++++ DATASET EXCERPTS

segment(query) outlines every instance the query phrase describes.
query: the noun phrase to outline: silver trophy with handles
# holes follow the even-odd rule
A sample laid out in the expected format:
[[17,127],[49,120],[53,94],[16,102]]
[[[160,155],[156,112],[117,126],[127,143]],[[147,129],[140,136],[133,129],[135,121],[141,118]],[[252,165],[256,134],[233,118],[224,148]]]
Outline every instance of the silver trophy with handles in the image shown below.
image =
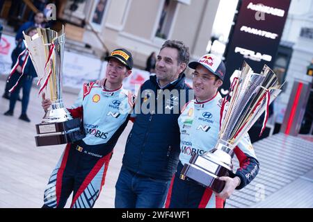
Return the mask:
[[225,182],[218,178],[234,176],[232,163],[234,148],[266,111],[264,130],[268,105],[280,93],[280,87],[276,75],[267,65],[261,74],[255,74],[243,62],[239,76],[232,84],[230,101],[228,103],[224,99],[227,112],[223,117],[217,144],[202,155],[194,154],[184,164],[181,179],[190,178],[220,193]]
[[73,119],[62,99],[62,67],[65,34],[49,28],[37,28],[30,37],[24,33],[24,43],[39,77],[39,94],[45,92],[51,101],[40,123],[36,124],[38,146],[63,144],[85,137],[79,118]]

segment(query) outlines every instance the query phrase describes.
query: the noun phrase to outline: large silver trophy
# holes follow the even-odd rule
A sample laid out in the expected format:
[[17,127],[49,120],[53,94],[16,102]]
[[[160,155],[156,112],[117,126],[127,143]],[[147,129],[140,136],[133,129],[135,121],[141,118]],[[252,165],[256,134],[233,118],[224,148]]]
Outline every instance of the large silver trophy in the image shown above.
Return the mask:
[[80,119],[73,119],[62,100],[64,28],[60,33],[49,28],[38,28],[37,31],[33,37],[24,33],[24,43],[40,78],[39,93],[45,90],[52,105],[42,122],[36,124],[36,145],[62,144],[82,139],[85,135]]
[[218,177],[234,177],[234,148],[281,91],[276,75],[266,65],[259,74],[243,62],[233,83],[216,145],[202,155],[194,154],[181,172],[182,179],[192,179],[217,193],[225,187]]

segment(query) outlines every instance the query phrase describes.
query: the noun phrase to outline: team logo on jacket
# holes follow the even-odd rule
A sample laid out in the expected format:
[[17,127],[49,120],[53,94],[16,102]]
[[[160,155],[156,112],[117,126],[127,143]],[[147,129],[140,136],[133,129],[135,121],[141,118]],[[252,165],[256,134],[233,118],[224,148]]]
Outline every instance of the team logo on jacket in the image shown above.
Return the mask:
[[199,117],[198,119],[207,123],[213,123],[214,121],[212,120],[211,120],[210,119],[212,118],[212,114],[211,114],[211,112],[204,112],[202,113],[202,117]]
[[93,102],[97,103],[97,102],[99,102],[99,100],[100,100],[100,96],[99,96],[98,94],[93,95]]
[[118,118],[118,117],[120,117],[120,113],[118,112],[113,112],[111,111],[109,112],[108,114],[106,114],[107,116],[112,116],[114,118]]
[[186,119],[184,123],[184,124],[189,124],[191,125],[193,123],[193,119]]
[[119,100],[115,100],[112,101],[112,104],[109,105],[109,107],[111,107],[111,108],[118,110],[120,109],[120,105],[122,103],[122,102]]
[[205,112],[202,113],[202,117],[206,119],[211,119],[212,118],[212,114],[211,114],[211,112]]
[[197,127],[197,130],[202,130],[202,131],[207,132],[207,131],[209,131],[209,130],[210,128],[211,128],[211,126],[209,126],[199,125],[199,126]]
[[104,133],[97,128],[86,128],[86,133],[94,135],[97,138],[106,139],[108,137],[109,133]]
[[202,154],[204,153],[204,150],[195,148],[192,146],[193,144],[191,142],[182,141],[181,152],[188,155],[193,155],[194,153]]
[[193,114],[193,108],[190,108],[189,110],[188,110],[188,116],[191,117]]

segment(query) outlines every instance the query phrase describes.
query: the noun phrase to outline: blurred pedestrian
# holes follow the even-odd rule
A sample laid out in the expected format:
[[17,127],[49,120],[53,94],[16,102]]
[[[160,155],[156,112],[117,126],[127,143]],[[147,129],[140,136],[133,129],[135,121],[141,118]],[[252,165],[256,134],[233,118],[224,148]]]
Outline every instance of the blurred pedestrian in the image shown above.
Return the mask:
[[[33,36],[37,33],[36,27],[31,27],[26,31],[26,34]],[[19,42],[19,44],[13,50],[13,57],[15,58],[13,64],[13,71],[8,78],[10,86],[13,87],[13,91],[10,95],[9,110],[4,113],[6,116],[13,116],[15,103],[19,96],[19,90],[23,88],[23,97],[22,99],[22,114],[19,119],[26,122],[31,120],[27,117],[26,111],[29,101],[29,95],[31,94],[31,85],[34,77],[37,76],[37,73],[30,59],[27,60],[27,53],[22,54],[26,49],[23,41]],[[20,56],[19,56],[20,55]]]

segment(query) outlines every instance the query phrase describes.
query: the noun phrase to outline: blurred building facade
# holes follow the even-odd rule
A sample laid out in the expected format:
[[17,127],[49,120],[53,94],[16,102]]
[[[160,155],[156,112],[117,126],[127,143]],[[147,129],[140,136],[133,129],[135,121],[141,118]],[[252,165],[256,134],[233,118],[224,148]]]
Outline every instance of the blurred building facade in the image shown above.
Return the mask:
[[[72,1],[67,1],[61,17],[73,23],[85,21],[78,33],[83,32],[79,37],[81,42],[109,51],[126,48],[132,52],[135,65],[143,68],[151,52],[158,51],[167,39],[184,41],[192,58],[205,53],[218,3],[219,0],[91,0],[78,4],[72,12]],[[99,7],[99,3],[104,7]],[[99,8],[101,17],[95,19]]]

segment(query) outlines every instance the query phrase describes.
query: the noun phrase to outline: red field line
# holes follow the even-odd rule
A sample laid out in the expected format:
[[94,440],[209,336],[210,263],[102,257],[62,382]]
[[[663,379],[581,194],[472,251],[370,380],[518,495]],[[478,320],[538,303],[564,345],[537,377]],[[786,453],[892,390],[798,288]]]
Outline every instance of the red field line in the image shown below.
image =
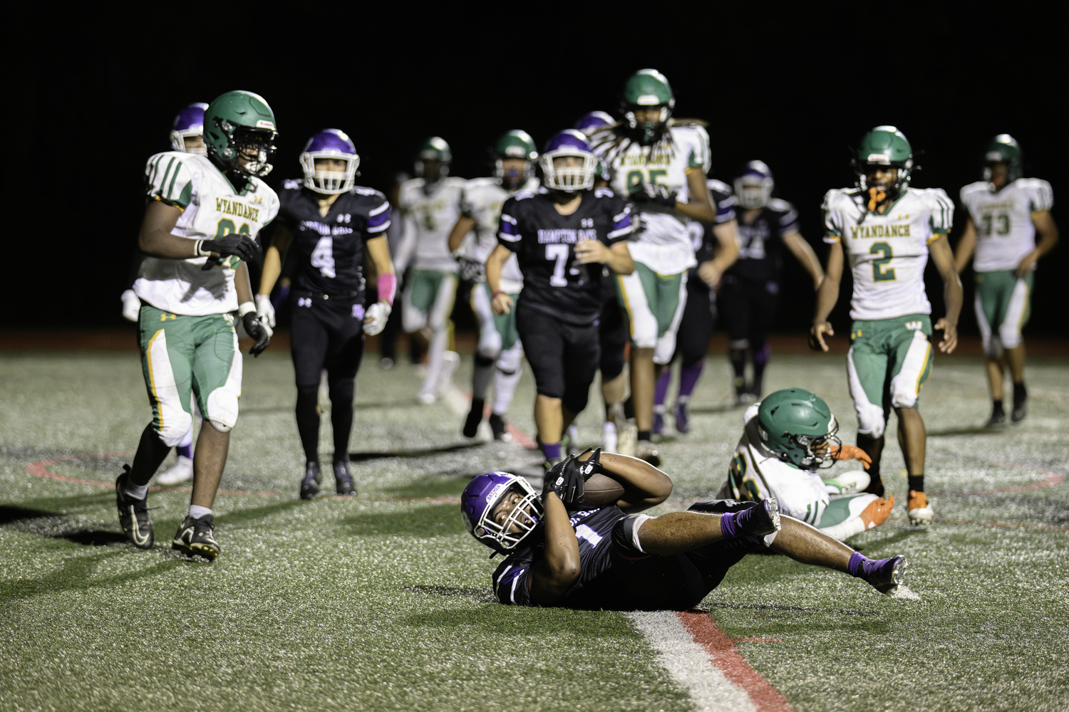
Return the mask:
[[775,638],[731,638],[716,626],[712,616],[707,613],[688,611],[678,613],[683,628],[694,636],[695,642],[709,653],[710,662],[718,667],[724,676],[734,685],[741,687],[749,696],[758,712],[792,712],[790,702],[784,695],[769,684],[761,674],[749,666],[746,659],[739,654],[734,644],[740,640],[754,643],[779,643]]

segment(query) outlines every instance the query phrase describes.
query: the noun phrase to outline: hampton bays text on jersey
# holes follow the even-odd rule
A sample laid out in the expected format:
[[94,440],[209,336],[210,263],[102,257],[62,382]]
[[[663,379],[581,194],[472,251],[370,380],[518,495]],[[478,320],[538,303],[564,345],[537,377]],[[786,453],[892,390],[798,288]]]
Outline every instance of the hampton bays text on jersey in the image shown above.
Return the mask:
[[540,230],[538,232],[538,242],[539,244],[558,244],[568,243],[575,244],[576,242],[582,242],[583,240],[597,240],[598,231],[597,230]]

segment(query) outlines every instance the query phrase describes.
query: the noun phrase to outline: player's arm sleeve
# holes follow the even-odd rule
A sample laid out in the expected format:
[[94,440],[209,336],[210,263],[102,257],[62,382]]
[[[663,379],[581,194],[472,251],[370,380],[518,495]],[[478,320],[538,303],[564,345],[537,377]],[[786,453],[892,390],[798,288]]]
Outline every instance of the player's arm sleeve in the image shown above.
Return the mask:
[[149,200],[162,201],[183,210],[193,196],[193,177],[188,167],[174,154],[157,154],[144,167]]
[[929,222],[932,228],[932,236],[928,238],[928,244],[945,236],[954,226],[954,201],[941,188],[933,188],[930,195],[932,199],[932,212]]
[[374,237],[382,237],[390,227],[390,204],[385,195],[375,195],[381,202],[368,211],[368,220],[365,223],[365,240]]
[[516,212],[516,203],[510,197],[501,208],[501,217],[497,220],[497,243],[503,244],[512,252],[520,249],[520,240],[523,239],[523,235],[520,234],[520,221],[515,218]]
[[1032,193],[1032,211],[1040,212],[1054,207],[1054,190],[1051,184],[1045,180],[1037,180],[1036,188]]
[[842,215],[834,207],[835,193],[827,192],[824,195],[824,204],[821,210],[824,212],[824,241],[839,242],[842,239]]
[[506,605],[530,605],[530,577],[529,565],[505,561],[494,572],[494,595]]
[[602,240],[605,244],[613,244],[620,240],[625,240],[638,228],[638,221],[631,213],[631,206],[618,197],[601,199],[606,201],[606,208],[611,215],[611,227]]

++++++++

* AIM
Which lines in the material above contain the word "player"? Show every one of them, counting a match only when the case is the same.

* EXERCISE SOLUTION
query: the noun phrase to outline: player's arm sleeve
Outline every instance of the player's arm sleeve in the image shown above.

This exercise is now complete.